Rótulos de pontos de objetos:
********************
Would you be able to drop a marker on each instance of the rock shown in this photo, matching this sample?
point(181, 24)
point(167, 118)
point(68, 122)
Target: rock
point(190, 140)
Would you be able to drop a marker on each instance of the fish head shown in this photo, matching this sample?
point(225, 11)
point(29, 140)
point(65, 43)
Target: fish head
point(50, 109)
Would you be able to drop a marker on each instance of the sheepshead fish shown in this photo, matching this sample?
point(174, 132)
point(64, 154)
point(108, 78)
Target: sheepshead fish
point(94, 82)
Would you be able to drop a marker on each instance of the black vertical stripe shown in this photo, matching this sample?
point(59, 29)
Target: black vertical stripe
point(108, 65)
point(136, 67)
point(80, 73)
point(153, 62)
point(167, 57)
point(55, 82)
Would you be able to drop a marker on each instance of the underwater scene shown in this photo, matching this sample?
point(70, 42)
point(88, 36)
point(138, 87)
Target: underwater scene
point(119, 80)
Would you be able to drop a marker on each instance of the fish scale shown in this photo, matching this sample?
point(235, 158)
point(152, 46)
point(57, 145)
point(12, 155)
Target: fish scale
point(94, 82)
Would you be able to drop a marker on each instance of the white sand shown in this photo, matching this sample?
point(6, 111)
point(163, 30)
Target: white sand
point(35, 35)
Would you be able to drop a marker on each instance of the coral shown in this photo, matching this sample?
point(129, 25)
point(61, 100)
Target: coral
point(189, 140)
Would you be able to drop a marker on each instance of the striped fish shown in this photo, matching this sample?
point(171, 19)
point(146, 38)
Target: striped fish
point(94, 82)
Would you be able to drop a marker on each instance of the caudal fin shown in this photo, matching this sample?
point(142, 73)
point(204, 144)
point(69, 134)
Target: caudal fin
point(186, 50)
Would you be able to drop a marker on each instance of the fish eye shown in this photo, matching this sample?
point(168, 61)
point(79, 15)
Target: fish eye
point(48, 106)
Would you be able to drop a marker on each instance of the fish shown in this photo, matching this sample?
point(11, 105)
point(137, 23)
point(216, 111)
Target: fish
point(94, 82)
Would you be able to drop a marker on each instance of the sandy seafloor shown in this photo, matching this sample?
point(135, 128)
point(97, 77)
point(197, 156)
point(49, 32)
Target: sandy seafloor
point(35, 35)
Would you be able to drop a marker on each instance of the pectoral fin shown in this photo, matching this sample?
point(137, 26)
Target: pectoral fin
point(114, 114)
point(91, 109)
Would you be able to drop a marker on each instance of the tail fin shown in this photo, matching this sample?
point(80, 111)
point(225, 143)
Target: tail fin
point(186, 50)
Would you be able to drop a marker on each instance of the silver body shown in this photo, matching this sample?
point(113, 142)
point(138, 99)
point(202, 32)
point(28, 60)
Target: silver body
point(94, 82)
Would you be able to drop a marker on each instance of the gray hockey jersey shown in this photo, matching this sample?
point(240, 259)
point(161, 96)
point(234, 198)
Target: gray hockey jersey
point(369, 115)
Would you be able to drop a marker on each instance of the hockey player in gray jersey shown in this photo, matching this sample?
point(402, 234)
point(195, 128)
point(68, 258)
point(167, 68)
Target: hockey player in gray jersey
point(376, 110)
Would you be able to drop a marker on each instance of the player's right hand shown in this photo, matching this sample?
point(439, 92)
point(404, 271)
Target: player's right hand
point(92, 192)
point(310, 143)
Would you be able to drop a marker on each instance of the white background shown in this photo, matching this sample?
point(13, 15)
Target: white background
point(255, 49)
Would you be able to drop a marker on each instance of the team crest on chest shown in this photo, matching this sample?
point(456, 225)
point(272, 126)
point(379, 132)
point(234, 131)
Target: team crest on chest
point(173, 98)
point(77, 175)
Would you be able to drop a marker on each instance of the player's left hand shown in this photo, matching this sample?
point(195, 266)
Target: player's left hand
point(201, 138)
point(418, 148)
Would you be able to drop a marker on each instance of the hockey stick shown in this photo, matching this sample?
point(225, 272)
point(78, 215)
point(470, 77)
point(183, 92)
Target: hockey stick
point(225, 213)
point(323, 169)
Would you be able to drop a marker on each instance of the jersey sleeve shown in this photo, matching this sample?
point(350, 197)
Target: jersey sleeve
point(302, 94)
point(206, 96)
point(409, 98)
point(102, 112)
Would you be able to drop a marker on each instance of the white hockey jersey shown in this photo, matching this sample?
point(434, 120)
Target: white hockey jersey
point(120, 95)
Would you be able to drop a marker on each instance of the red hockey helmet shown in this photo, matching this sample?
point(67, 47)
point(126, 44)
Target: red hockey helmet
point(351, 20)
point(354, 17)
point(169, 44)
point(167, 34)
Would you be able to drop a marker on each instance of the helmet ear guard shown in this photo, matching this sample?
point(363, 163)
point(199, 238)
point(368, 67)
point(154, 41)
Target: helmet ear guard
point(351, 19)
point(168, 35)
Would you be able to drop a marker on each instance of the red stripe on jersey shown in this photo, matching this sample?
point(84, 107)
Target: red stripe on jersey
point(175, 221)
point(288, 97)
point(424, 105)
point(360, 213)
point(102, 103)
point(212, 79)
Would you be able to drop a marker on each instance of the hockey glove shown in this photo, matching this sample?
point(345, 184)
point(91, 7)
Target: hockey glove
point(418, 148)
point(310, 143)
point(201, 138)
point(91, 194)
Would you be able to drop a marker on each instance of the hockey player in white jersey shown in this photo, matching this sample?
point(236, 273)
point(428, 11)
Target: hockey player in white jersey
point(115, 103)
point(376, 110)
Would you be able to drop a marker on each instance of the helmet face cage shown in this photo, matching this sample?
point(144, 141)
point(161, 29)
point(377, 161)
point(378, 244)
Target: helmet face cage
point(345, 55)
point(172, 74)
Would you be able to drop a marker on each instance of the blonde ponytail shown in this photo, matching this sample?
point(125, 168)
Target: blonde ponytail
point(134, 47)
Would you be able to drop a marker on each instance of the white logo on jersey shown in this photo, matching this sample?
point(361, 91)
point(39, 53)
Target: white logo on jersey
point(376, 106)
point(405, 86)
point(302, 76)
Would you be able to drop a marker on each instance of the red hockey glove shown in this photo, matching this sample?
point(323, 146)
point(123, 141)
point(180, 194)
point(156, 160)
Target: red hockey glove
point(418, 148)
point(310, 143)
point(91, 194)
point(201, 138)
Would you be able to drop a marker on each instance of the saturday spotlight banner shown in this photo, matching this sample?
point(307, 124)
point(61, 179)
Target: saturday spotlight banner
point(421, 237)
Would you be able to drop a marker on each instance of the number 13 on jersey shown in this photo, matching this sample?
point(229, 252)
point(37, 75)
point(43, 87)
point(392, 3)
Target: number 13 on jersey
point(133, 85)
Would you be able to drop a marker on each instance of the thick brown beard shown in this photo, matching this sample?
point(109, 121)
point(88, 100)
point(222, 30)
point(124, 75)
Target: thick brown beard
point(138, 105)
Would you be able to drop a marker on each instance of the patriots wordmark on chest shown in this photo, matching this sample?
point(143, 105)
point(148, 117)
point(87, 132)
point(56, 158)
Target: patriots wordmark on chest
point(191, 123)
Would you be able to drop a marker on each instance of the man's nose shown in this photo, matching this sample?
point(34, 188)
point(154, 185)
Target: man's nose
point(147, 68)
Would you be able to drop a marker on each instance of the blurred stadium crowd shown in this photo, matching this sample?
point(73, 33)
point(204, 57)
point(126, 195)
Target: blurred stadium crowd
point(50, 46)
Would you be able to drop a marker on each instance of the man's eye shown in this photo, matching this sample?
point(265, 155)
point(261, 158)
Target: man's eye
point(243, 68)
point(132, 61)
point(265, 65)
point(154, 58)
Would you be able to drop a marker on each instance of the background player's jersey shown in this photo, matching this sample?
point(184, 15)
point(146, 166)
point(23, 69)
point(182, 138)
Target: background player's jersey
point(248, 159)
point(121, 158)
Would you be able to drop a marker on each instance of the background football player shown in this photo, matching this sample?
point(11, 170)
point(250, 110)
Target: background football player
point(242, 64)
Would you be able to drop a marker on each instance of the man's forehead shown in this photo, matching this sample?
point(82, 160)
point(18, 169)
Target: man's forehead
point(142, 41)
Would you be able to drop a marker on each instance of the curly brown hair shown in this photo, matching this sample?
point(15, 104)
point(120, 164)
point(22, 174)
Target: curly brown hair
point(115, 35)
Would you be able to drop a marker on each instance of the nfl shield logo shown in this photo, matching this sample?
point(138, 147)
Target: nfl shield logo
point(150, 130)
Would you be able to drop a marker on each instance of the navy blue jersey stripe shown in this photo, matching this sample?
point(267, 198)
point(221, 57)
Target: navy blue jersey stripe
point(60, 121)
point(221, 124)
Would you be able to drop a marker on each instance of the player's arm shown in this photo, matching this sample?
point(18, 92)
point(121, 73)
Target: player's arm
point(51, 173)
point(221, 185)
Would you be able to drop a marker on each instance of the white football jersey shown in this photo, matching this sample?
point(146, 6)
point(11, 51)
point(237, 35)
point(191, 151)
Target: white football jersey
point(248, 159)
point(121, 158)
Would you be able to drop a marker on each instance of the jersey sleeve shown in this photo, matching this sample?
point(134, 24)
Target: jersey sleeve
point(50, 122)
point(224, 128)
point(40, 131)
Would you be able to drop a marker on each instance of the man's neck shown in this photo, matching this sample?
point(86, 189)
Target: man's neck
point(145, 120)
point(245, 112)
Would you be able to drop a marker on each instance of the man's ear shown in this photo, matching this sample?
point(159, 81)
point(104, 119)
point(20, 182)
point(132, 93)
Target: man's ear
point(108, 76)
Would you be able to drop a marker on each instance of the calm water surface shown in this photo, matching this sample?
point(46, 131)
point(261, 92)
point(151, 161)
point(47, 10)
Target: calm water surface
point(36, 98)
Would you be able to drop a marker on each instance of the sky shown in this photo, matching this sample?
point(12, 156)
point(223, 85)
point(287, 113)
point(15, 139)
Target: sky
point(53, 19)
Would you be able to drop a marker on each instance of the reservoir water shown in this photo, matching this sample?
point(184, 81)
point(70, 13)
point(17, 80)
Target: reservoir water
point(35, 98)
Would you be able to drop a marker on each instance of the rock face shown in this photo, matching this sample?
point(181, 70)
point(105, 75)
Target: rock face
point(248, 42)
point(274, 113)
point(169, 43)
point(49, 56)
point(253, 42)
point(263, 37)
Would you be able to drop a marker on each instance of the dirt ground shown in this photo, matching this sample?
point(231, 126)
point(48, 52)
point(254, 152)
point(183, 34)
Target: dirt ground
********************
• [O que se pede]
Edite os registros começando na linha que contém "the player's left" e terminando na linha que contém "point(212, 79)", trocando "hockey stick" por "ice hockey stick" sem alterar mais nada. Devolva somente esse trecho.

• [Solução completa]
Would you be able to drop a marker on each instance of the player's left hand shown in this photo, matching this sample?
point(195, 266)
Target: player's left hand
point(201, 138)
point(418, 148)
Would you be able to drop a marker on each instance of the ice hockey stick shown in this photo, matching this sample?
point(225, 272)
point(78, 215)
point(470, 77)
point(183, 92)
Target: ice hockey stick
point(225, 213)
point(323, 169)
Would you be able to drop a marker on each instance of the jersey sleeve shown in this photo, matching this sample?
point(350, 197)
Target: jersey sleeve
point(302, 94)
point(206, 96)
point(409, 98)
point(102, 112)
Would you be able to drop a marker on each instance of the white hockey jersey shown in this photo, matching this sample?
point(434, 120)
Target: white hockey jersey
point(120, 95)
Would you be able to drop a marker on each instance of the red hockey helmet shown in this photo, matching this sample?
point(67, 47)
point(126, 44)
Target: red hockey helmet
point(351, 20)
point(354, 17)
point(169, 44)
point(167, 34)
Would you be able to drop a marker on each instance of the helmet ear guard shown in this photo, matching this sample?
point(363, 163)
point(199, 238)
point(368, 67)
point(154, 41)
Target: helmet ear guard
point(351, 19)
point(168, 35)
Would you be able to drop a marker on each instance of the red stripe on jersey shown in this photo, matching this sample?
point(84, 107)
Target: red stripe on jersey
point(175, 221)
point(288, 97)
point(424, 105)
point(360, 213)
point(102, 103)
point(212, 79)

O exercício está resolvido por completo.